====== FRAGMENTO DEL DOCUMENTO ======

Francisco Fernández-Carvajal 18 de noviembre de 2023
@hablarcondios
— Administradores de los dones recibidos.
— La vida, un servicio gustoso a Dios.
— Aprovechar bien el tiempo.
I. La
liturgia de la Iglesia continúa en estas semanas finales del año litúrgico
alentándonos para que consideremos las verdades eternas. Verdades que deben ser
de gran provecho para nuestra alma. Leemos en la Segunda lectura de
la Misa1 que el encuentro con el Señor llegará como un
ladrón en la noche, inesperadamente. La muerte, aunque estemos preparados,
será siempre una sorpresa.

====== DATOS PROPORCIONADOS ======

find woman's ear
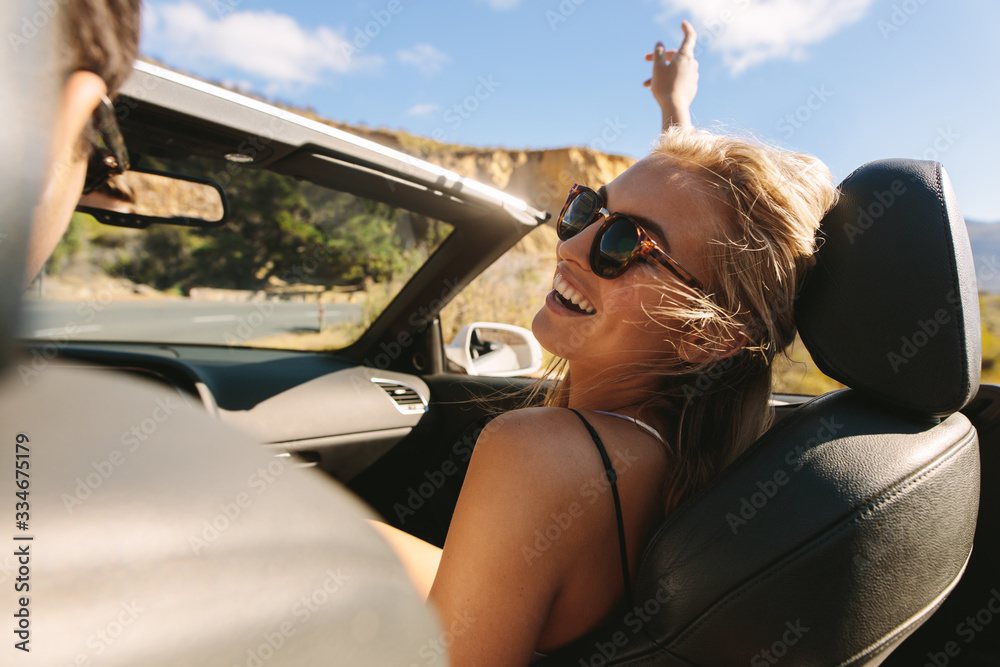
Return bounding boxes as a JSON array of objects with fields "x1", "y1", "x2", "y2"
[{"x1": 25, "y1": 70, "x2": 108, "y2": 284}]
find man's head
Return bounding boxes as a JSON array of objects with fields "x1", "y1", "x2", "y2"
[
  {"x1": 25, "y1": 0, "x2": 140, "y2": 282},
  {"x1": 59, "y1": 0, "x2": 141, "y2": 97}
]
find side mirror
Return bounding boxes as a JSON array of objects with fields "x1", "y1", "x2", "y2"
[
  {"x1": 444, "y1": 322, "x2": 542, "y2": 377},
  {"x1": 76, "y1": 169, "x2": 229, "y2": 229}
]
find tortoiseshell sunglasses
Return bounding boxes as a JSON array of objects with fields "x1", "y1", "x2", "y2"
[{"x1": 556, "y1": 185, "x2": 702, "y2": 290}]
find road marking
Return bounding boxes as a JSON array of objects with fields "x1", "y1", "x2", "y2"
[
  {"x1": 32, "y1": 324, "x2": 104, "y2": 338},
  {"x1": 191, "y1": 315, "x2": 236, "y2": 324}
]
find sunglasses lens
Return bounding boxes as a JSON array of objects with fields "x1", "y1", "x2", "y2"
[
  {"x1": 558, "y1": 190, "x2": 599, "y2": 241},
  {"x1": 593, "y1": 219, "x2": 639, "y2": 278}
]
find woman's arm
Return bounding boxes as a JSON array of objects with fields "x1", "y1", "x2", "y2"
[
  {"x1": 430, "y1": 408, "x2": 596, "y2": 667},
  {"x1": 642, "y1": 21, "x2": 698, "y2": 130}
]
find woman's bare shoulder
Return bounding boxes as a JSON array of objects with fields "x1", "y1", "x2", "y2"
[{"x1": 472, "y1": 407, "x2": 608, "y2": 488}]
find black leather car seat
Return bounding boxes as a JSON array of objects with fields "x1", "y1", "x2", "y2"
[{"x1": 541, "y1": 160, "x2": 981, "y2": 667}]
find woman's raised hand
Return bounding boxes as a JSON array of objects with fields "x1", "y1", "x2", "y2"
[{"x1": 642, "y1": 21, "x2": 698, "y2": 130}]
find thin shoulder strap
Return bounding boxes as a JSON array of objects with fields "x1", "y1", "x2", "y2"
[{"x1": 569, "y1": 408, "x2": 635, "y2": 608}]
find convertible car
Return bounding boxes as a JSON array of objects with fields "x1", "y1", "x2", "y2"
[{"x1": 7, "y1": 63, "x2": 1000, "y2": 667}]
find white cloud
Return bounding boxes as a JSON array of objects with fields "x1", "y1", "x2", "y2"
[
  {"x1": 479, "y1": 0, "x2": 521, "y2": 12},
  {"x1": 397, "y1": 44, "x2": 451, "y2": 76},
  {"x1": 659, "y1": 0, "x2": 874, "y2": 74},
  {"x1": 406, "y1": 104, "x2": 441, "y2": 116},
  {"x1": 143, "y1": 1, "x2": 381, "y2": 90}
]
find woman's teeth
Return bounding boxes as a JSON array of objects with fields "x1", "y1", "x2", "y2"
[{"x1": 552, "y1": 273, "x2": 597, "y2": 315}]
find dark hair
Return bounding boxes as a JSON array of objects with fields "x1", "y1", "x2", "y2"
[{"x1": 59, "y1": 0, "x2": 141, "y2": 97}]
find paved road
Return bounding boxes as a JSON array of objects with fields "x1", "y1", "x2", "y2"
[{"x1": 22, "y1": 299, "x2": 361, "y2": 345}]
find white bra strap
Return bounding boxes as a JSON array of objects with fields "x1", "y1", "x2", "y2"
[{"x1": 594, "y1": 410, "x2": 665, "y2": 442}]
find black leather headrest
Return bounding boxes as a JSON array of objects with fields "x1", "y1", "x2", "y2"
[{"x1": 796, "y1": 160, "x2": 982, "y2": 417}]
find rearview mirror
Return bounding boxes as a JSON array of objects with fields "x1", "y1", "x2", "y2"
[
  {"x1": 76, "y1": 169, "x2": 229, "y2": 229},
  {"x1": 444, "y1": 322, "x2": 542, "y2": 377}
]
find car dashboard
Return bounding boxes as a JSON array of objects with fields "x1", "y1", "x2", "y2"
[{"x1": 34, "y1": 343, "x2": 430, "y2": 483}]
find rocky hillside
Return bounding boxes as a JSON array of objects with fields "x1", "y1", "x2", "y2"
[{"x1": 291, "y1": 109, "x2": 635, "y2": 230}]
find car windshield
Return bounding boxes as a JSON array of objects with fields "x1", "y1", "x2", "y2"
[{"x1": 23, "y1": 156, "x2": 452, "y2": 350}]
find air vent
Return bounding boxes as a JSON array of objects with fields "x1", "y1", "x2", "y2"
[{"x1": 372, "y1": 378, "x2": 427, "y2": 415}]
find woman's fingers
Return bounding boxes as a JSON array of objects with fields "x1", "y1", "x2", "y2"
[
  {"x1": 678, "y1": 19, "x2": 698, "y2": 58},
  {"x1": 646, "y1": 49, "x2": 677, "y2": 62}
]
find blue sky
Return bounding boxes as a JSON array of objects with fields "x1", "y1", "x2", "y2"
[{"x1": 142, "y1": 0, "x2": 1000, "y2": 222}]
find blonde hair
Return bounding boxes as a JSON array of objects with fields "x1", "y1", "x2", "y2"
[{"x1": 535, "y1": 126, "x2": 837, "y2": 512}]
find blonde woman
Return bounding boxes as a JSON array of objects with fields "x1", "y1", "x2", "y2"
[{"x1": 376, "y1": 22, "x2": 836, "y2": 665}]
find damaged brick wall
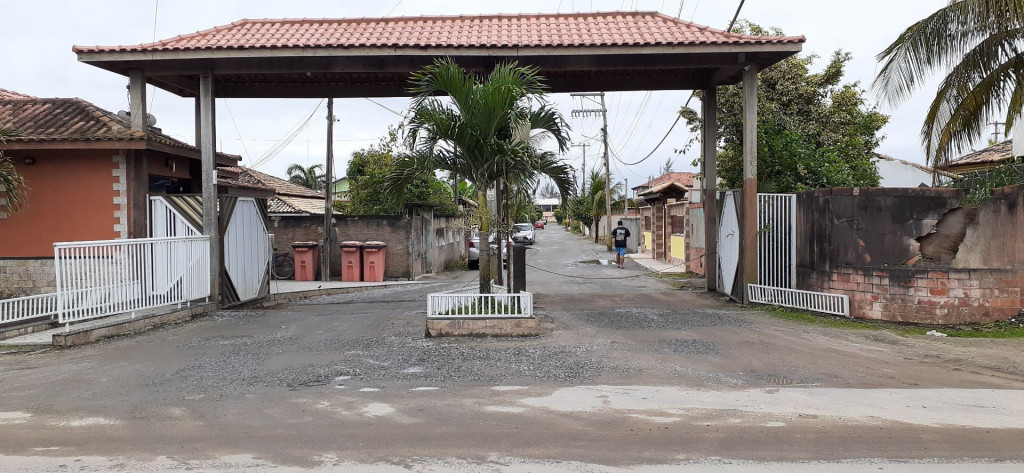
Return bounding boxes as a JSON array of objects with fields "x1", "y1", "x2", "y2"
[{"x1": 797, "y1": 186, "x2": 1024, "y2": 324}]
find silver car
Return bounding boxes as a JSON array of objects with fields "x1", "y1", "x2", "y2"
[{"x1": 512, "y1": 223, "x2": 537, "y2": 245}]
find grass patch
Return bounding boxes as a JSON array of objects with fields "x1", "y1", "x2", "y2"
[{"x1": 764, "y1": 306, "x2": 1024, "y2": 339}]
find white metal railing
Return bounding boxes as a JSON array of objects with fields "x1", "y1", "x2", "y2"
[
  {"x1": 758, "y1": 194, "x2": 797, "y2": 289},
  {"x1": 53, "y1": 237, "x2": 210, "y2": 324},
  {"x1": 746, "y1": 285, "x2": 850, "y2": 316},
  {"x1": 427, "y1": 284, "x2": 534, "y2": 318},
  {"x1": 0, "y1": 293, "x2": 57, "y2": 324}
]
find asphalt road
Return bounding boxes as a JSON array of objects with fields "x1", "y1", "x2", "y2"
[{"x1": 0, "y1": 225, "x2": 1024, "y2": 472}]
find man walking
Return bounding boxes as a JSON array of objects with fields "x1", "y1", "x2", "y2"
[{"x1": 611, "y1": 220, "x2": 630, "y2": 269}]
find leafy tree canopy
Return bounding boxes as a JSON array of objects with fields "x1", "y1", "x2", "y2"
[
  {"x1": 680, "y1": 22, "x2": 889, "y2": 192},
  {"x1": 339, "y1": 123, "x2": 459, "y2": 217}
]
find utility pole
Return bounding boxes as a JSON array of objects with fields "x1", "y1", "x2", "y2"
[
  {"x1": 321, "y1": 97, "x2": 335, "y2": 281},
  {"x1": 569, "y1": 92, "x2": 611, "y2": 251},
  {"x1": 572, "y1": 143, "x2": 590, "y2": 192}
]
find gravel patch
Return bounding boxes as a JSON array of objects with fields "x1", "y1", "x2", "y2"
[
  {"x1": 652, "y1": 338, "x2": 721, "y2": 356},
  {"x1": 568, "y1": 307, "x2": 750, "y2": 330}
]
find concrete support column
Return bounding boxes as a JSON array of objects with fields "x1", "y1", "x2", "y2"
[
  {"x1": 128, "y1": 69, "x2": 146, "y2": 131},
  {"x1": 199, "y1": 71, "x2": 221, "y2": 304},
  {"x1": 650, "y1": 201, "x2": 666, "y2": 260},
  {"x1": 739, "y1": 65, "x2": 758, "y2": 303},
  {"x1": 701, "y1": 86, "x2": 718, "y2": 292}
]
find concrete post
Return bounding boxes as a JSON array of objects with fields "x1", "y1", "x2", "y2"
[
  {"x1": 199, "y1": 71, "x2": 220, "y2": 304},
  {"x1": 511, "y1": 245, "x2": 526, "y2": 294},
  {"x1": 701, "y1": 85, "x2": 718, "y2": 292},
  {"x1": 128, "y1": 69, "x2": 146, "y2": 131},
  {"x1": 739, "y1": 65, "x2": 758, "y2": 304}
]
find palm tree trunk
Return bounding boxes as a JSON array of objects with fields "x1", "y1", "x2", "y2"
[{"x1": 476, "y1": 184, "x2": 490, "y2": 294}]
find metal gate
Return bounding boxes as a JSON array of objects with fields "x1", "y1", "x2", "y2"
[
  {"x1": 150, "y1": 196, "x2": 272, "y2": 306},
  {"x1": 758, "y1": 194, "x2": 797, "y2": 289},
  {"x1": 745, "y1": 194, "x2": 850, "y2": 316},
  {"x1": 219, "y1": 197, "x2": 271, "y2": 306},
  {"x1": 718, "y1": 190, "x2": 739, "y2": 296}
]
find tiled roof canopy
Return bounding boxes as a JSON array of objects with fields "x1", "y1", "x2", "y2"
[
  {"x1": 74, "y1": 11, "x2": 805, "y2": 98},
  {"x1": 0, "y1": 97, "x2": 240, "y2": 162},
  {"x1": 74, "y1": 11, "x2": 804, "y2": 52}
]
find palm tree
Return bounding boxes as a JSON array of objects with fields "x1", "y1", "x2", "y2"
[
  {"x1": 586, "y1": 170, "x2": 627, "y2": 243},
  {"x1": 287, "y1": 164, "x2": 327, "y2": 191},
  {"x1": 873, "y1": 0, "x2": 1024, "y2": 166},
  {"x1": 0, "y1": 128, "x2": 29, "y2": 218},
  {"x1": 391, "y1": 58, "x2": 571, "y2": 293}
]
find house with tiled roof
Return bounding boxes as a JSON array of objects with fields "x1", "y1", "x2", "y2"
[
  {"x1": 0, "y1": 90, "x2": 245, "y2": 295},
  {"x1": 940, "y1": 139, "x2": 1024, "y2": 174},
  {"x1": 226, "y1": 167, "x2": 326, "y2": 217}
]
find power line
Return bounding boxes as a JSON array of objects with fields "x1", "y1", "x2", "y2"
[{"x1": 623, "y1": 0, "x2": 745, "y2": 166}]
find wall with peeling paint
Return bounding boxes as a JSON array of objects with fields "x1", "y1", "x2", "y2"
[{"x1": 797, "y1": 185, "x2": 1024, "y2": 324}]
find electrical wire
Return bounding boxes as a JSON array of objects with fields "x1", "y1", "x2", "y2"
[{"x1": 220, "y1": 98, "x2": 252, "y2": 163}]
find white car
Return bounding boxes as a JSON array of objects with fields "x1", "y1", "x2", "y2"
[
  {"x1": 512, "y1": 223, "x2": 537, "y2": 245},
  {"x1": 466, "y1": 233, "x2": 512, "y2": 269}
]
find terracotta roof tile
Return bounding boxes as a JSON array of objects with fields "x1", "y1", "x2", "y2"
[
  {"x1": 226, "y1": 167, "x2": 324, "y2": 197},
  {"x1": 74, "y1": 11, "x2": 804, "y2": 52},
  {"x1": 633, "y1": 172, "x2": 697, "y2": 189},
  {"x1": 0, "y1": 97, "x2": 241, "y2": 162},
  {"x1": 946, "y1": 139, "x2": 1014, "y2": 170},
  {"x1": 0, "y1": 89, "x2": 36, "y2": 100}
]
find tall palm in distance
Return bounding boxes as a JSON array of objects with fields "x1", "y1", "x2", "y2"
[
  {"x1": 286, "y1": 164, "x2": 327, "y2": 191},
  {"x1": 873, "y1": 0, "x2": 1024, "y2": 166},
  {"x1": 391, "y1": 58, "x2": 571, "y2": 293}
]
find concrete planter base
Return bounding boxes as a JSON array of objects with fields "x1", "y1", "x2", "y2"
[{"x1": 426, "y1": 317, "x2": 541, "y2": 337}]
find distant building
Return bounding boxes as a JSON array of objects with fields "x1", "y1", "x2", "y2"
[
  {"x1": 940, "y1": 139, "x2": 1024, "y2": 174},
  {"x1": 331, "y1": 177, "x2": 351, "y2": 202},
  {"x1": 534, "y1": 198, "x2": 562, "y2": 222}
]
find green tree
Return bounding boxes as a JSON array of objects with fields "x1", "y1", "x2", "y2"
[
  {"x1": 389, "y1": 59, "x2": 572, "y2": 293},
  {"x1": 873, "y1": 0, "x2": 1024, "y2": 166},
  {"x1": 0, "y1": 128, "x2": 30, "y2": 218},
  {"x1": 287, "y1": 164, "x2": 327, "y2": 191},
  {"x1": 339, "y1": 127, "x2": 459, "y2": 217},
  {"x1": 680, "y1": 23, "x2": 889, "y2": 192}
]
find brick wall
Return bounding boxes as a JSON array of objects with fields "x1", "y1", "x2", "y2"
[
  {"x1": 804, "y1": 266, "x2": 1024, "y2": 324},
  {"x1": 0, "y1": 258, "x2": 57, "y2": 299}
]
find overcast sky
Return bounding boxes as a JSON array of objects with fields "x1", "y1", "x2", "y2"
[{"x1": 0, "y1": 0, "x2": 946, "y2": 186}]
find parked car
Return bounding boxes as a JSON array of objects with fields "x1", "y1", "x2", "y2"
[
  {"x1": 466, "y1": 233, "x2": 514, "y2": 269},
  {"x1": 512, "y1": 223, "x2": 537, "y2": 245}
]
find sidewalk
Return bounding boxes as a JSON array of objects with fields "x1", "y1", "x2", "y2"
[
  {"x1": 270, "y1": 281, "x2": 425, "y2": 294},
  {"x1": 626, "y1": 253, "x2": 686, "y2": 274},
  {"x1": 0, "y1": 281, "x2": 426, "y2": 346}
]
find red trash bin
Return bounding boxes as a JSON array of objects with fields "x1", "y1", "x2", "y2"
[
  {"x1": 341, "y1": 242, "x2": 362, "y2": 282},
  {"x1": 292, "y1": 242, "x2": 319, "y2": 281},
  {"x1": 362, "y1": 242, "x2": 387, "y2": 283}
]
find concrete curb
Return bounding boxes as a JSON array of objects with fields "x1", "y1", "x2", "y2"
[
  {"x1": 53, "y1": 302, "x2": 216, "y2": 347},
  {"x1": 234, "y1": 283, "x2": 412, "y2": 310}
]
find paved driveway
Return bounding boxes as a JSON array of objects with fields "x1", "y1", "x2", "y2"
[{"x1": 0, "y1": 225, "x2": 1024, "y2": 472}]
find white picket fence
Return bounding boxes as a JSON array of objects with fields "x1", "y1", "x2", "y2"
[
  {"x1": 427, "y1": 285, "x2": 534, "y2": 318},
  {"x1": 746, "y1": 285, "x2": 850, "y2": 317},
  {"x1": 53, "y1": 237, "x2": 210, "y2": 324}
]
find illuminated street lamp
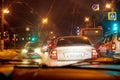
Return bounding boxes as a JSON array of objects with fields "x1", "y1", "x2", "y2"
[
  {"x1": 0, "y1": 0, "x2": 9, "y2": 50},
  {"x1": 3, "y1": 9, "x2": 9, "y2": 14},
  {"x1": 50, "y1": 31, "x2": 53, "y2": 34},
  {"x1": 84, "y1": 17, "x2": 90, "y2": 22},
  {"x1": 105, "y1": 3, "x2": 111, "y2": 9},
  {"x1": 42, "y1": 18, "x2": 48, "y2": 24}
]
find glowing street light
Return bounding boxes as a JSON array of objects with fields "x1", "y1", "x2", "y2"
[
  {"x1": 84, "y1": 17, "x2": 90, "y2": 22},
  {"x1": 0, "y1": 0, "x2": 9, "y2": 50},
  {"x1": 3, "y1": 9, "x2": 9, "y2": 14},
  {"x1": 42, "y1": 18, "x2": 48, "y2": 24},
  {"x1": 105, "y1": 3, "x2": 111, "y2": 9}
]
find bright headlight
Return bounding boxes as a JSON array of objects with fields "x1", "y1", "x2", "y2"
[
  {"x1": 34, "y1": 48, "x2": 40, "y2": 53},
  {"x1": 22, "y1": 49, "x2": 28, "y2": 53}
]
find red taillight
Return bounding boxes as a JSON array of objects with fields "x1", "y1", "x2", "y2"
[
  {"x1": 112, "y1": 42, "x2": 116, "y2": 50},
  {"x1": 50, "y1": 50, "x2": 57, "y2": 59},
  {"x1": 48, "y1": 43, "x2": 53, "y2": 49},
  {"x1": 92, "y1": 49, "x2": 98, "y2": 58}
]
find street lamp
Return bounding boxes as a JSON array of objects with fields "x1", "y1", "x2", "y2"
[
  {"x1": 105, "y1": 3, "x2": 111, "y2": 9},
  {"x1": 3, "y1": 9, "x2": 9, "y2": 14},
  {"x1": 84, "y1": 17, "x2": 90, "y2": 22},
  {"x1": 42, "y1": 18, "x2": 48, "y2": 24},
  {"x1": 0, "y1": 0, "x2": 9, "y2": 50}
]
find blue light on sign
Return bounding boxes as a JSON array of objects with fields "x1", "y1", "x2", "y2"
[{"x1": 108, "y1": 12, "x2": 117, "y2": 20}]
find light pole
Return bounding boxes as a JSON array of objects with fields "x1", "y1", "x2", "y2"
[{"x1": 0, "y1": 0, "x2": 9, "y2": 50}]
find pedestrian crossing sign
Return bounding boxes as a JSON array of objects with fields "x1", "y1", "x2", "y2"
[{"x1": 108, "y1": 12, "x2": 117, "y2": 20}]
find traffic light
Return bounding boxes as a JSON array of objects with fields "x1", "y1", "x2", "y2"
[
  {"x1": 108, "y1": 12, "x2": 117, "y2": 20},
  {"x1": 30, "y1": 36, "x2": 37, "y2": 42}
]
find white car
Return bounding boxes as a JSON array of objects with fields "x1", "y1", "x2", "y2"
[{"x1": 49, "y1": 36, "x2": 98, "y2": 65}]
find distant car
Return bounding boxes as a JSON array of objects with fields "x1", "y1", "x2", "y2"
[
  {"x1": 21, "y1": 41, "x2": 42, "y2": 58},
  {"x1": 49, "y1": 36, "x2": 98, "y2": 64},
  {"x1": 97, "y1": 33, "x2": 120, "y2": 58}
]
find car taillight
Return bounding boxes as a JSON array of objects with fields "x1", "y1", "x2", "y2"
[
  {"x1": 112, "y1": 42, "x2": 116, "y2": 50},
  {"x1": 50, "y1": 50, "x2": 57, "y2": 59},
  {"x1": 92, "y1": 49, "x2": 98, "y2": 58}
]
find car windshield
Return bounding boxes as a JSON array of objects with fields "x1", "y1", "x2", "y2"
[
  {"x1": 57, "y1": 37, "x2": 90, "y2": 46},
  {"x1": 0, "y1": 0, "x2": 120, "y2": 80}
]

======

- _TAREAS PROPUESTAS_:
a – Resume en menos palabras el párrafo de la meditación que comienza con "I. La liturgia de la Iglesia continúa" y conserva sus datos principales.
b – Cita textualmente el pasaje de la meditación que empieza con "Francisco Fernández-Carvajal 18" y continúa hasta "siempre una sorpresa.".
c – Según la Segunda lectura de la Misa que menciona la meditación, ¿cómo llegará el encuentro con el Señor?
El listado procede de una fuente distinta de la meditación.

- _SOLUCIONES EN ORDEN_:
a – En las últimas semanas del año litúrgico, la liturgia de la Iglesia nos anima a considerar las verdades eternas, de gran provecho para el alma. Según la Segunda lectura de la Misa, el encuentro con el Señor llegará inesperadamente, como un ladrón en la noche, y la muerte será siempre una sorpresa aunque estemos preparados.

b –
Francisco Fernández-Carvajal 18 de noviembre de 2023
@hablarcondios
— Administradores de los dones recibidos.
— La vida, un servicio gustoso a Dios.
— Aprovechar bien el tiempo.
I. La
liturgia de la Iglesia continúa en estas semanas finales del año litúrgico
alentándonos para que consideremos las verdades eternas. Verdades que deben ser
de gran provecho para nuestra alma. Leemos en la Segunda lectura de
la Misa1 que el encuentro con el Señor llegará como un
ladrón en la noche, inesperadamente. La muerte, aunque estemos preparados,
será siempre una sorpresa.

c – Llegará como un ladrón en la noche, inesperadamente.